**Material for the task**
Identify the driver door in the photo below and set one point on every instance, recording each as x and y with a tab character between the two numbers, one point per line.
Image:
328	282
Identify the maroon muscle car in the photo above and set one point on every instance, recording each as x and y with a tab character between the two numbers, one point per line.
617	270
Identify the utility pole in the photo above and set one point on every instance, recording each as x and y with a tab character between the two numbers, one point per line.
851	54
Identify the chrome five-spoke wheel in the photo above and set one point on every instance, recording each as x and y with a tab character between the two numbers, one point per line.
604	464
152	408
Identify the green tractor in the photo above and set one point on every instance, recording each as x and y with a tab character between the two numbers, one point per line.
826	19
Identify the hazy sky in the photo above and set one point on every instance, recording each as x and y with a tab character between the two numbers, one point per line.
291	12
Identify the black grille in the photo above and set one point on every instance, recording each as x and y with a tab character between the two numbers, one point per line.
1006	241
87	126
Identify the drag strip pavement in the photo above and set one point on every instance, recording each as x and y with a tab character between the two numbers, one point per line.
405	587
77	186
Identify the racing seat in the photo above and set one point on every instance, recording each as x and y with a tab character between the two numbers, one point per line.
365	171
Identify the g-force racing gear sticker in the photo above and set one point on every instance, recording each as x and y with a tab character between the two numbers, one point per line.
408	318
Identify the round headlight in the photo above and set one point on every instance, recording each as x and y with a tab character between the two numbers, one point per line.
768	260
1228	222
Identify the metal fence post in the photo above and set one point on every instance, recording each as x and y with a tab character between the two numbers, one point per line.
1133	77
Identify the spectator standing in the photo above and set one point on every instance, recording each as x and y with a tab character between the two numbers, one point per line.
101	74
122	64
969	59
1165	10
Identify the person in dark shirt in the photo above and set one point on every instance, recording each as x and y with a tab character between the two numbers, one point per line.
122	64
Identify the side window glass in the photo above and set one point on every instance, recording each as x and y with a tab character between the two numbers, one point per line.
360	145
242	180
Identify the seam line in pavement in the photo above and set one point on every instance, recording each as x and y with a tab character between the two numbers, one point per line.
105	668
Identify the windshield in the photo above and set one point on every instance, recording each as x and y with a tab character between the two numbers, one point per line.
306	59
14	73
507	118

==

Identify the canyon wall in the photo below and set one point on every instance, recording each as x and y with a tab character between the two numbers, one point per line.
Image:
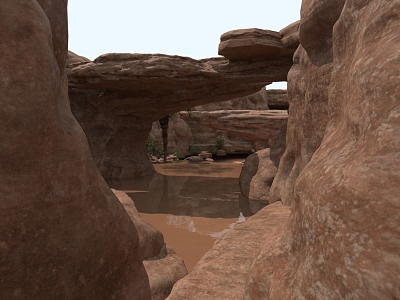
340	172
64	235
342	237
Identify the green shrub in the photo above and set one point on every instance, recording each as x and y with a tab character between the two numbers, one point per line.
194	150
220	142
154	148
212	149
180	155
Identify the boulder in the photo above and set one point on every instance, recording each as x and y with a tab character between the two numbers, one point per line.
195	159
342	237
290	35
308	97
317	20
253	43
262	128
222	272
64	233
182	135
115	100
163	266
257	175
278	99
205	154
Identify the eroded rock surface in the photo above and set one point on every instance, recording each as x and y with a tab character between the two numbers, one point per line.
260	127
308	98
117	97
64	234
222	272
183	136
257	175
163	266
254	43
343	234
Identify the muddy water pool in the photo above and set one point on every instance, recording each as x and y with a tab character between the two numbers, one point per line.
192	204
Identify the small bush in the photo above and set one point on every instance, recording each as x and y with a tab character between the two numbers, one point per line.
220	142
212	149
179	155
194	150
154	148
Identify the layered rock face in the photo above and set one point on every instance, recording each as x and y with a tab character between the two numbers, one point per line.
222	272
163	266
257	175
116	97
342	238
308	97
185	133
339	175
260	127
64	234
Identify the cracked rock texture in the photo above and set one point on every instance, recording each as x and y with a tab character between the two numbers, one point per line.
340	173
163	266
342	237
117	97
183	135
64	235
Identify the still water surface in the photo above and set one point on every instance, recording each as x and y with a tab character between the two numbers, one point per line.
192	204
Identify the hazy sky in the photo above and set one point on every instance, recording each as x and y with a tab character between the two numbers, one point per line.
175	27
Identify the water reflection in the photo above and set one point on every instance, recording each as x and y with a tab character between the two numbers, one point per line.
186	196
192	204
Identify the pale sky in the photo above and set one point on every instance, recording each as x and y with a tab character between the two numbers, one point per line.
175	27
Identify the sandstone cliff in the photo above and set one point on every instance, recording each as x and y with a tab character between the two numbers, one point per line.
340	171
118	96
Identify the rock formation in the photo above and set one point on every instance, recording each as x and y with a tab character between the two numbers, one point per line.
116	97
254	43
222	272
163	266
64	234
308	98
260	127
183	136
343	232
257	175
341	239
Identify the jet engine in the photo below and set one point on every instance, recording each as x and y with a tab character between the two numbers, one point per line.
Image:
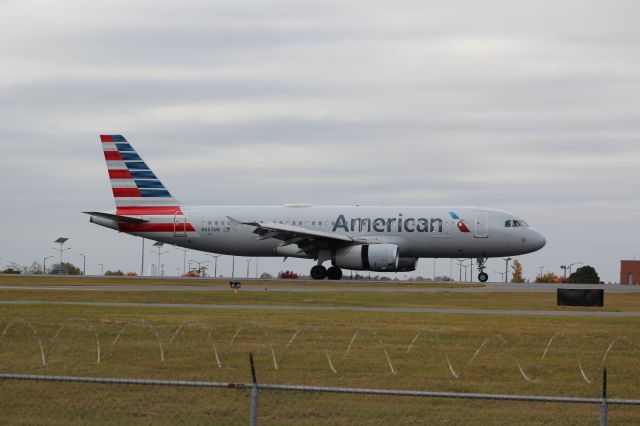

**Task brief**
Count how many lines in the data above contain the string "racing". Reply with the number alone.

**Solution below**
2